_Direction_. Reproduce all of the data below line for line, with no changes.

_Excerpted records_.
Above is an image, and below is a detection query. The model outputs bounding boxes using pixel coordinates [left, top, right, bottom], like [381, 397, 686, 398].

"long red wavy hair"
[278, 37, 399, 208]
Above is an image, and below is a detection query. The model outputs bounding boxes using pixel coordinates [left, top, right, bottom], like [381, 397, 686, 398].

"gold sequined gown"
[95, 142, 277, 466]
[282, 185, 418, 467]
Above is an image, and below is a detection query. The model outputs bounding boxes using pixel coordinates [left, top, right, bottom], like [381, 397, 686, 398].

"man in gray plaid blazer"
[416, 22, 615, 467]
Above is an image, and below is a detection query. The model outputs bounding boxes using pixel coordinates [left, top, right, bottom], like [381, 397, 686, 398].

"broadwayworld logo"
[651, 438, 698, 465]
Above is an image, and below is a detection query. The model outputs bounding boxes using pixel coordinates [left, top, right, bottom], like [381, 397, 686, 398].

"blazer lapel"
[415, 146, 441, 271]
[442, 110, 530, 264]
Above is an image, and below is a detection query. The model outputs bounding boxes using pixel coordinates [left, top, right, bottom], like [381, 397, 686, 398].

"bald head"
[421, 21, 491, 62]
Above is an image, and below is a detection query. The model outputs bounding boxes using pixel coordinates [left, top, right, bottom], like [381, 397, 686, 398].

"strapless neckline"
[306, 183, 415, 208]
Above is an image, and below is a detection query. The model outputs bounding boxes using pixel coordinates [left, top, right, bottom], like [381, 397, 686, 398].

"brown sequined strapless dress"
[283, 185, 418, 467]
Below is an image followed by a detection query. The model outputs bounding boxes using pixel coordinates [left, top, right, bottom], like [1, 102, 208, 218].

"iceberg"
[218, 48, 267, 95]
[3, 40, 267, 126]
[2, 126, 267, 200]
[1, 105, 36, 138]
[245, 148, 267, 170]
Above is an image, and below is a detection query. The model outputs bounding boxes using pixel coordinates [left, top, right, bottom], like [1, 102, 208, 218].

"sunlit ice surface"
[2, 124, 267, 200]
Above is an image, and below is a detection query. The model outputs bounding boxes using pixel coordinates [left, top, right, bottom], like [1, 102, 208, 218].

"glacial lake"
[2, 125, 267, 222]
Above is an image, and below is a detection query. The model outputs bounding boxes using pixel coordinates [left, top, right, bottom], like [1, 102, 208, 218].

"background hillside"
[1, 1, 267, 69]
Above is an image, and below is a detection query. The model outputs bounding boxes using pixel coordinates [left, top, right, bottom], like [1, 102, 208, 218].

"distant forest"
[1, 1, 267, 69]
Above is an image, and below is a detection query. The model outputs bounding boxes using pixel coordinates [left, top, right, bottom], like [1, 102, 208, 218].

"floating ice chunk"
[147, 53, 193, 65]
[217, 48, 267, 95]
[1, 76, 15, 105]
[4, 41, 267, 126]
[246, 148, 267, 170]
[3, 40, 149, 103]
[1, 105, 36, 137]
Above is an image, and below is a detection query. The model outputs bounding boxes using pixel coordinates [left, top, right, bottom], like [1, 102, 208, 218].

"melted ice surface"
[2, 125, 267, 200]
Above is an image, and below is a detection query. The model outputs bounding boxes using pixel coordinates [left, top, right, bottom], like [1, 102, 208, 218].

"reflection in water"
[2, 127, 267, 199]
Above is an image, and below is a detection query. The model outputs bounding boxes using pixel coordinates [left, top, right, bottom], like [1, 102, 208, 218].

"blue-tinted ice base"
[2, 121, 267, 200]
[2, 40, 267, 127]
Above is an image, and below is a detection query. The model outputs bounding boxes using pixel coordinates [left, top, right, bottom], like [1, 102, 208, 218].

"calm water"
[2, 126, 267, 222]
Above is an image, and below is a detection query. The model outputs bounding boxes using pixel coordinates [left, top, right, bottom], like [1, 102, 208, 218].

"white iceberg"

_Final answer_.
Above is an image, and below is a detection query. The model outputs bounding boxes using pixel coordinates [left, top, right, bottom], like [381, 397, 686, 398].

"long red wavy hair"
[278, 37, 399, 208]
Above is an image, and below is a detection query. The model outputs bounding boxes using pixel coordinates [left, top, right, bottom], like [381, 397, 686, 398].

"gold sequined gown"
[95, 142, 277, 466]
[282, 185, 418, 467]
Above is an image, and below is a detection query. The model outputs bounding boxes using pixel coordinates [left, top, right, bottom], like [381, 397, 686, 398].

"man in gray plaid blazer"
[416, 22, 615, 467]
Above is an image, and below is a detection query. The model outputs bounding boxes using pixel coordinates [left, top, right, bottom], like [381, 397, 686, 398].

"broadwayworld logo"
[651, 438, 698, 465]
Above is an image, and below is a detection query. The model outputs bounding boxes using pixel coordinates [left, top, right, bottom], like [381, 397, 686, 398].

"blazer lapel"
[415, 146, 441, 271]
[442, 110, 530, 264]
Above is an image, and below is a detection query. The model outputs bounding boxes using pixel coordinates [left, top, right, bottom], like [381, 397, 686, 398].

"bald head"
[421, 21, 491, 62]
Above is an image, and below is a detection query. The model outputs bounding boxes using pixel coordinates [left, top, right, bottom], like [381, 397, 686, 398].

"strapless neckline"
[306, 183, 415, 208]
Above is an image, and below is a detection query. The model outputs bounding boxes using pixel coordinates [left, top, right, bottom], like [381, 397, 686, 398].

"brown sequined strapless dress"
[283, 185, 418, 467]
Below is an image followed by a detection query. The model outputs bounding boxes using pixel coordinates [left, top, right, bottom], like [1, 102, 208, 218].

"iceberg"
[218, 48, 267, 95]
[3, 40, 267, 126]
[2, 126, 267, 200]
[1, 105, 36, 138]
[245, 148, 267, 170]
Above is an image, and below is a detection query. The model outputs bounding boxes using pixel coordinates [left, top, right, bottom], like [1, 102, 208, 218].

"sunlit ice surface"
[2, 124, 267, 200]
Above is an image, and below is a detection query. The model outputs bounding boxes using pixel coordinates [left, top, right, bottom], like [1, 102, 208, 218].

"glacial lake"
[2, 125, 267, 222]
Above is an image, and below is a detection query. The model outputs bounding boxes using pixel coordinates [left, top, right, bottom], like [1, 102, 208, 218].

"background hillside"
[1, 1, 267, 69]
Above is an image, and below is a detection query. The model outputs bounding boxes using pixel coordinates [left, top, right, bottom], like [1, 102, 208, 218].

"distant forest"
[1, 1, 267, 69]
Above is an image, and below is a detection query. The model outputs bounding boxes using pixel coordinates [left, top, right, bottom], like [1, 102, 208, 218].

"floating ice chunk"
[147, 53, 193, 65]
[217, 48, 267, 95]
[1, 76, 15, 105]
[4, 41, 267, 126]
[246, 148, 267, 170]
[3, 40, 149, 103]
[1, 105, 36, 137]
Above is an image, and below is a detection query. The model outputs bounding boxes using pixel coordinates [left, top, right, bottom], like [1, 102, 208, 218].

"melted ice surface"
[2, 125, 267, 200]
Above is an image, and below is a detection query. The model outputs bounding boxes using pixel coordinates [left, top, right, bottom], like [1, 102, 208, 218].

"reflection in water"
[2, 127, 267, 199]
Above is an image, and below is a detection query. The model outputs bounding boxes using pixel coordinates [left, top, right, bottom], like [1, 102, 208, 218].

"blue-tinted ice base"
[2, 121, 267, 200]
[2, 40, 267, 127]
Above is an image, and below is a detection query. The model outputs bounding boxes using pixel coordinates [left, top, right, bottom], like [1, 102, 208, 218].

"calm water"
[2, 126, 267, 222]
Above is an image, and below is a detection query. The model outputs bounding boxes using pixel coordinates [left, top, right, bottom], like [1, 102, 208, 218].

"white iceberg"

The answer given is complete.